Excerpts from location labeling data:
▬▬▬▬▬▬

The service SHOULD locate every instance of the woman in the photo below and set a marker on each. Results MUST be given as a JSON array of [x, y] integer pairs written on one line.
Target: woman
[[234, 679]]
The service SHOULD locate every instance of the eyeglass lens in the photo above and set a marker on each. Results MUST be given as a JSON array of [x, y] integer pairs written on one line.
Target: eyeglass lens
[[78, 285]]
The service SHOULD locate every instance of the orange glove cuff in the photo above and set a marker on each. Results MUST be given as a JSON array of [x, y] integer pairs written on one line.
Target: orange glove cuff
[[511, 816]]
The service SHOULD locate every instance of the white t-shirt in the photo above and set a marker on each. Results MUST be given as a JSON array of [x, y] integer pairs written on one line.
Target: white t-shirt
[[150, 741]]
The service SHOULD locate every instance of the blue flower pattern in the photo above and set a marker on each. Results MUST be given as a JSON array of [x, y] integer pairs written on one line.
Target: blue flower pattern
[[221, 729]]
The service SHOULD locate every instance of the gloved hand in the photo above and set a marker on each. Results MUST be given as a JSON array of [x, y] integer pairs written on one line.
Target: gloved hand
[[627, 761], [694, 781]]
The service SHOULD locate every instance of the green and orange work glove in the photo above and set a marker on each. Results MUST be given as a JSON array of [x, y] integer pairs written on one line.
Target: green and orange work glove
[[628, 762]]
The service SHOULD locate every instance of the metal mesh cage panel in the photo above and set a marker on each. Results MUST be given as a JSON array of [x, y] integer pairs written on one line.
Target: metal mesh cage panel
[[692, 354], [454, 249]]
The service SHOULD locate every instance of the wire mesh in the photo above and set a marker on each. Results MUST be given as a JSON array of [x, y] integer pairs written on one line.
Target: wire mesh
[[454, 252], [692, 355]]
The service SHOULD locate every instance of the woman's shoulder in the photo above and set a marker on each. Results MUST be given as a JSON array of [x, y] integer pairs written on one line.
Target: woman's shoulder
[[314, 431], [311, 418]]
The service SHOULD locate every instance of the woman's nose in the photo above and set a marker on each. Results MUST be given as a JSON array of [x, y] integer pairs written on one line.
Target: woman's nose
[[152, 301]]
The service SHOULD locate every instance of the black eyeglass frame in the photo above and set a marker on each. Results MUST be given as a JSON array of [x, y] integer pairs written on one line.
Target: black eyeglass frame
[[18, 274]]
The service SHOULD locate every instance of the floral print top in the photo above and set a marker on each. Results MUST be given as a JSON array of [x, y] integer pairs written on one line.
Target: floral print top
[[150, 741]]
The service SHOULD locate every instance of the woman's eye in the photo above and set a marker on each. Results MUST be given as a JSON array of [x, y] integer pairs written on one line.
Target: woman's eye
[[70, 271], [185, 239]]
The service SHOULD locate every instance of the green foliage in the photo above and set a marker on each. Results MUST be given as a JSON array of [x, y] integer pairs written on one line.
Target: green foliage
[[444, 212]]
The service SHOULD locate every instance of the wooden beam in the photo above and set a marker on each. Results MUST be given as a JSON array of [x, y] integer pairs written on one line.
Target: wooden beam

▬▬▬▬▬▬

-- EXERCISE INSTRUCTIONS --
Lay out every line of the material above as a numbered list, leaving out any blank lines.

-- RESULT OF THIS EXERCISE --
1. The service SHOULD locate every instance of the woman in the photo below and set a marker on each. Results MUST be given as a JSON array of [x, y] integer pairs written on one line.
2. Target: woman
3. [[234, 679]]
4. The service SHOULD locate every instance of the eyeglass lens in the photo above and set a marker on each. Results MUST be given as a JSON array of [x, y] integer pairs written on one line.
5. Target: eyeglass lens
6. [[78, 285]]
7. The service SHOULD locate every instance of the orange glove cuff in the photo above and set a marker on each. Results MUST be given as a JSON array of [x, y] integer pairs written on one line.
8. Target: orange glove cuff
9. [[511, 816]]
10. The service SHOULD locate every instance of the white t-shirt in the photo above and set a marker on each. Results MUST be given as a JSON array of [x, y] integer pairs written on one line.
11. Target: white t-shirt
12. [[150, 741]]
13. The service SHOULD locate every instance of the blue flower pattern in the photo above and set a marker on each. Results MUST be given as a JSON array of [x, y] integer pairs written on one line.
14. Target: blue flower pattern
15. [[221, 729]]
16. The service SHOULD locate every instance of the gloved hand in the photo above and set a marker on each. Results MUST be given as a JSON array of [x, y] integer pairs written on one line.
17. Target: gloved hand
18. [[627, 761], [694, 781]]
19. The service SHOULD locate every instance of the green and orange work glove in the photo above and set a marker on each. Results MUST be given as a JSON array of [x, y] integer pairs written on one line.
20. Target: green and orange work glove
21. [[628, 762]]
22. The service SHOULD locate every instance of the metal mesh cage panel in the photo above and set a marker on each. Results MUST be given as a JSON array of [x, y] integer pairs written on one line.
23. Target: metal mesh cage panel
24. [[692, 354], [454, 249]]
25. The service SHOULD locate every instance of the wire mesh in the photo above and set a marker on each. Results MUST be given as a JSON array of [x, y] integer pairs written on one line.
26. Target: wire mesh
27. [[454, 252], [692, 355]]
28. The service SHOULD locate every instance of the woman's shoulder in the photo above and set a marker on each. Results MUST be given as a JSON array of [x, y] integer pairs written on one line.
29. Target: woman's shoulder
30. [[314, 431], [311, 418]]
31. The service SHOULD locate every instance of the woman's nose in the photo above and set a marker on each. Results MUST be given as a JSON array of [x, y] integer pairs written on one line.
32. Target: woman's nose
33. [[152, 301]]
34. The service SHOULD locate every instance of the black eyeglass frame in the photo above and set a marker on each. Results MUST be given as a JSON array of [x, y] integer pairs written on one line.
35. Target: black eyeglass frame
36. [[18, 274]]
37. The service SHOULD locate every instance of the floral print top in the photo above and set a marker on each. Results MUST be given as a JSON array of [x, y] integer pairs written on one line.
38. Target: floral print top
39. [[150, 741]]
40. The service SHOULD locate every instance of the woman's eye in the photo above and set a marker on each. Results MUST be given as a JSON array of [x, y] integer pairs written on one line.
41. Target: woman's eye
42. [[70, 271], [185, 239]]
43. The service SHOULD locate every instance of the green foliage in the photo above and set a marker on each. Results MUST be given as a JSON array of [x, y] integer pairs written on one line.
44. Target: green foliage
45. [[444, 212]]
46. The service SHOULD locate every instance of the wooden beam in the photo above and set a marker on each. Results MUST be given as a JSON array of [x, y] integer pairs written on one line.
47. Target: wooden beam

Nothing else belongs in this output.